╭─ TEXTO DE BASE

Não tem jeito, voltarei sempre à carga: o Sistema de Justiça brasileiro é deficitário em inúmeros aspectos e deixa muito a desejar. Inúmeros aspectos, vale dizer, naquilo que diz respeito à estrutura física, logística etc. e às pessoas que tocam a máquina. Creio que isso salte aos olhos de todos que participam do cotidiano forense, ao menos para aqueles do lado de fora do balcão, naturalmente.
Não é minha intenção cometer injustiças. Antes de tudo, é preciso ter empatia com a base da pirâmide, os serventuários que estão na linha de frente. Na maioria absoluta dos casos é uma posição sujeita a assédio moral e pressão — por parte do público e da chefia —, com todas as implicações que isso redunda na saúde física e mental. Quando as presidências dos tribunais acertam também precisamos tirar o chapéu. O Judiciário andou batendo muita cabeça na pandemia, falamos aqui no blog. Mas conforme as coisas vão se ajustando boas ideias têm nascido, como por exemplo o balcão virtual. Falo da experiência fluminense, claro, mas imagino que as coisas não têm sido muito diferentes pelo país.

╰─
╭─ DADOS FORNECIDOS

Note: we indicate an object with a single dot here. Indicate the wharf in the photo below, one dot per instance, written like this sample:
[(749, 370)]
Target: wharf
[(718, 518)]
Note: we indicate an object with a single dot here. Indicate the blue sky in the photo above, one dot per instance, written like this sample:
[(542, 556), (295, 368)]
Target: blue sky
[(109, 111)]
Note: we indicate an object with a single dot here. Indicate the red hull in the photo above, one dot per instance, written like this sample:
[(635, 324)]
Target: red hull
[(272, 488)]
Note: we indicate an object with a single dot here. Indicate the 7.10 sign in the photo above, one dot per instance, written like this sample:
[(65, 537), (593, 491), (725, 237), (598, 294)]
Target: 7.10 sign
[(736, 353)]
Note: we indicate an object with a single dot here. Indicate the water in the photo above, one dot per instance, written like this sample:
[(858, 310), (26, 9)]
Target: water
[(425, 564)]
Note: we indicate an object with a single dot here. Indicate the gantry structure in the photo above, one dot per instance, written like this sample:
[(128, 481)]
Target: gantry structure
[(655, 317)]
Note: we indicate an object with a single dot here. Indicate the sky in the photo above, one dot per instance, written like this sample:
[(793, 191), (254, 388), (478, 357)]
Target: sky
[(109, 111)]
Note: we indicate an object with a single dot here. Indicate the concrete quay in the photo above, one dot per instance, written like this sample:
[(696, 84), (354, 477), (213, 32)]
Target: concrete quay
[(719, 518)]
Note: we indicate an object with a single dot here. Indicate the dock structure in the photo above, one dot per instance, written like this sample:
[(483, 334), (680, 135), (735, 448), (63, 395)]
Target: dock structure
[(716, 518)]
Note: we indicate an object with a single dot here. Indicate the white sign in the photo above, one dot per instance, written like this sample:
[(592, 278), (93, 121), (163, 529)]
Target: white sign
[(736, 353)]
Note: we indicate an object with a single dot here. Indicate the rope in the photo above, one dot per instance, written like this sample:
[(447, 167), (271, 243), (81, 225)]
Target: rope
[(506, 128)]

╰─

■ **O QUE FAZER**
1 – Enumere os aspectos em que, segundo o primeiro parágrafo do texto sobre o Sistema de Justiça, esse sistema é deficitário, tal como o texto os nomeia.
2 – Escreva uma continuação do texto sobre o Sistema de Justiça, começando logo após a sua última frase.
Os dados apresentados não são usados aqui.

■ **RESPOSTAS POR TAREFA**
1 –
- estrutura física
- logística
- pessoas que tocam a máquina

2 –
Trocando em miúdos, há dificuldades mas há boas ideias, e é nessa contradição que os profissionais do Direito vão se movendo. Mas, insisto: noves fora, há muito a desejar. Podemos dizer sem medo de errar que isso tem bastante de mentalidade. Lembro de Trotsky, na linha da tradição crítica marxista, falando sobre o medo que o cidadão médio tem do "Estado", uma espécie de entidade supernatural e todo-poderosa. Falo do antagonismo entre a máquina estatal (aqui representada pelo Sistema de Justiça) e o indivíduo, uma espécie de tensionamento constante escrito com letras indeléveis nos anais da Teoria Geral do Estado.
Não adianta dizer que a clássica caracterização de Ulpiano ("direito público é o que diz respeito ao Estado romano, e direito privado aos interesses do cidadão") se encontra defasada, e que o interesse público nada mais é que o interesse dos particulares, não tendo o Estado interesse "por fora" senão o de seus próprios cidadãos. Não adianta, porque essa cisão segue marcada a ferro e fogo na testa do funcionalismo. O público e o privado parecem estar separados por um campo minado. Novamente, evoco a experiência cotidiana prática — a hostilidade paira no ar em qualquer repartição. Claro, há servidores de fina educação e atenção para com o público, e posso mesmo dizer que, como advogado, tem sido a maioria do que encontro. Mas não tem jeito. Há uma bad vibe rondando.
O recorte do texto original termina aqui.